→ **GIVEN INFORMATION**:
○ ○ ○ ○ ○
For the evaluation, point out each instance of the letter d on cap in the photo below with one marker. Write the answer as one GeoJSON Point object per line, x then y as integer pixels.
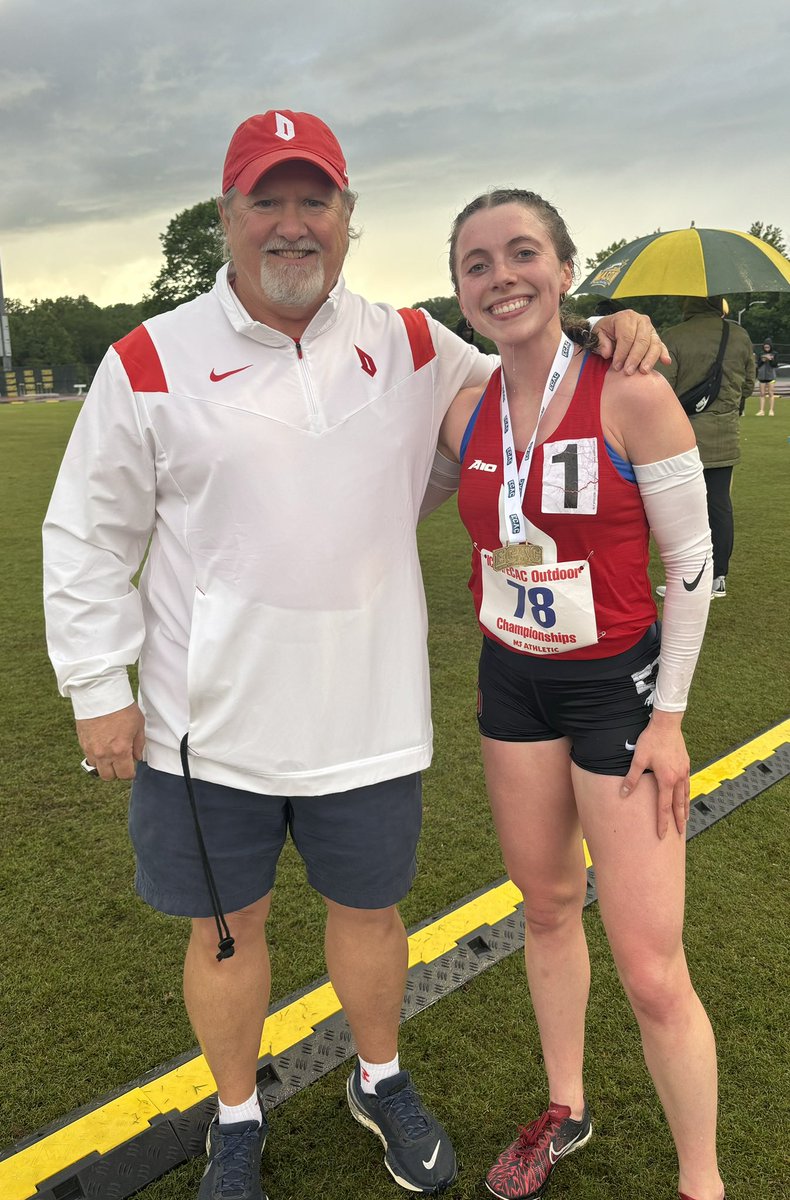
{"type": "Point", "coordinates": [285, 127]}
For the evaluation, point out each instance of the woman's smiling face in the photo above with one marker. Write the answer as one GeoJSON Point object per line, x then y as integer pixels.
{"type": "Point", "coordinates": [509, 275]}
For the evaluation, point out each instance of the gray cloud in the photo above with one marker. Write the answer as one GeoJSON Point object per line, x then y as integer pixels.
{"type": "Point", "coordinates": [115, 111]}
○ ○ ○ ○ ○
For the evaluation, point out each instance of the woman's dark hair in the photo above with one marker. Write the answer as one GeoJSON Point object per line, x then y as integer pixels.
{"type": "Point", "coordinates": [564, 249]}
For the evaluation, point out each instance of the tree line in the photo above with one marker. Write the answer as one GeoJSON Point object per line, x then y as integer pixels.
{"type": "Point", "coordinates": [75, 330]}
○ ○ ○ ○ ○
→ **THE EXERCISE**: Identify each line in the records above that contains the string "integer" and copy those lines.

→ **EXERCISE ANSWER**:
For the evaluation, point out each instance of the letter d on cap in the photo below with one marker. Write the answer as one GeoJSON Point object per line, x then y as integer pixels.
For the evaluation, point out each instance of the woman's smiling face in the photo above with one marker. Write the answer as one GeoJSON Point object per line, x then y as integer pixels.
For the evaluation, point out each instance of the gray cloud in the photo above with one marker. Write the answer as one GeoJSON Point object per line, x then y as integer pixels.
For the evaluation, point out each instance of the woman's dark hair in the photo above with one marker. Write the answer as one GeoJSON Point object per line, x then y as integer pixels.
For the evaluation, point out each instance of the tree line in the photo above with one marker. Write the answer as one GeoJSON Point object per line, x then y as integer pixels.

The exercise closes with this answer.